(Catatan dataset penunjukan titik)
★ ★ ★ ★
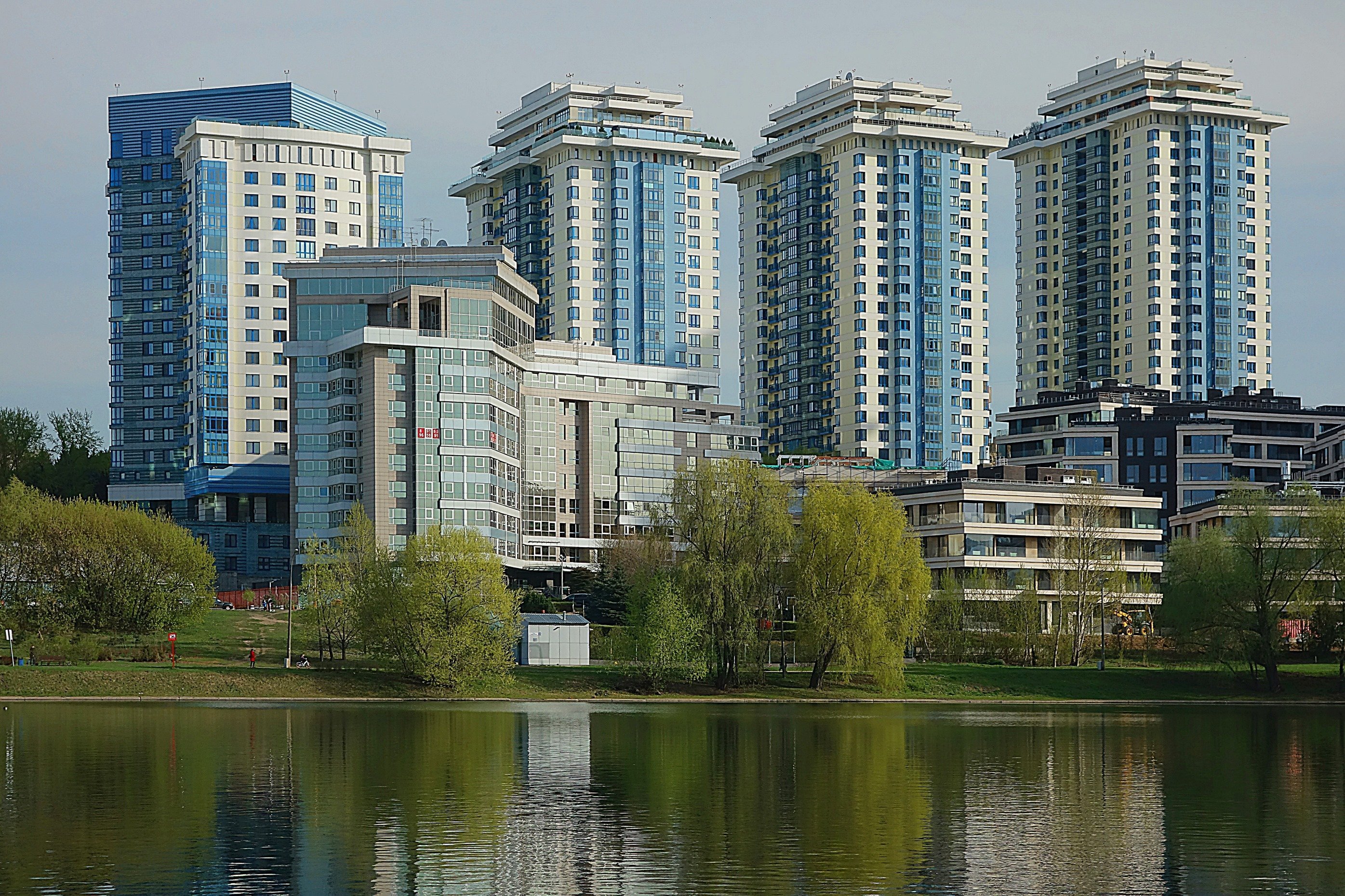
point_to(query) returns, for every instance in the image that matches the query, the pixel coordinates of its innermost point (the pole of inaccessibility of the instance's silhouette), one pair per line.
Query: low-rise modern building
(420, 392)
(1184, 452)
(1328, 451)
(999, 528)
(553, 639)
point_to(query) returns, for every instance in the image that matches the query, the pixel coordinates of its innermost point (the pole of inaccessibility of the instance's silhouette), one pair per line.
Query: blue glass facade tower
(175, 292)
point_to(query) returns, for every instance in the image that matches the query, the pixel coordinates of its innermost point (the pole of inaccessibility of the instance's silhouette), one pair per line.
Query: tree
(666, 633)
(628, 563)
(1327, 635)
(330, 572)
(732, 521)
(72, 466)
(79, 466)
(859, 580)
(1230, 587)
(81, 564)
(23, 442)
(1086, 563)
(440, 608)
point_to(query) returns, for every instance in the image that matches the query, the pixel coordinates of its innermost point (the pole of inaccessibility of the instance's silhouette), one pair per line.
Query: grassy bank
(923, 681)
(213, 664)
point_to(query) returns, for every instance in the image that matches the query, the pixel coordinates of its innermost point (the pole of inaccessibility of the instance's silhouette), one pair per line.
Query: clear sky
(440, 73)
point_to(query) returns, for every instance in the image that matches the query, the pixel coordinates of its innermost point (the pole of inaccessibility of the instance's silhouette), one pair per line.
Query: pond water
(665, 798)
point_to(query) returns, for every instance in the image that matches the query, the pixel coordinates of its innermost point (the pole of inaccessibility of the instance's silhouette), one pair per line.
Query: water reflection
(608, 798)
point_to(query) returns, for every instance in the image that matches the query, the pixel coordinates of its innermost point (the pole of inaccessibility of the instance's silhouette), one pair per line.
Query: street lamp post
(1102, 614)
(290, 615)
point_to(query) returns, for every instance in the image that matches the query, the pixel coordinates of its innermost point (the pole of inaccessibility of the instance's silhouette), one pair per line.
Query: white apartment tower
(864, 276)
(256, 197)
(1144, 232)
(610, 199)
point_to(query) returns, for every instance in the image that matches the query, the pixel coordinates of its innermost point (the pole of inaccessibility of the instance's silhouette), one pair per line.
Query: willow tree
(94, 567)
(1231, 586)
(732, 525)
(860, 583)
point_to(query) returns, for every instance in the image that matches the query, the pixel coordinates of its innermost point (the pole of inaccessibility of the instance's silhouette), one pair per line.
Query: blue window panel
(389, 211)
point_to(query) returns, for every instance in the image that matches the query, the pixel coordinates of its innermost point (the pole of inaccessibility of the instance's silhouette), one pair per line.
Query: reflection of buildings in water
(549, 839)
(256, 825)
(550, 843)
(1038, 813)
(392, 864)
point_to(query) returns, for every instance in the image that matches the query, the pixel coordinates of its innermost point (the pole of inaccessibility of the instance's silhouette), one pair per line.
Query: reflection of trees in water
(1257, 794)
(730, 797)
(1043, 802)
(670, 800)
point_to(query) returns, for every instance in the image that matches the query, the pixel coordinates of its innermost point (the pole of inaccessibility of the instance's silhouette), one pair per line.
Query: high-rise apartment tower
(210, 193)
(1144, 232)
(864, 243)
(610, 199)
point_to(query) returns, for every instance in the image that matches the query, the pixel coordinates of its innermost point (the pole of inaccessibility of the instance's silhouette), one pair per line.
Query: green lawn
(213, 664)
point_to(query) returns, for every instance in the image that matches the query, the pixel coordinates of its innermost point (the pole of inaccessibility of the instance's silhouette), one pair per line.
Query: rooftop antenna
(428, 230)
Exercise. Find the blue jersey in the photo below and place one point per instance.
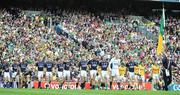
★ ★ ★ ★
Tolong daftarkan setiap baris materi di atas yang memuat kata "rise", dengan menyalin baris itu utuh.

◆ **KELUARAN LENGKAP**:
Query: low-rise modern building
Query: high-rise apartment tower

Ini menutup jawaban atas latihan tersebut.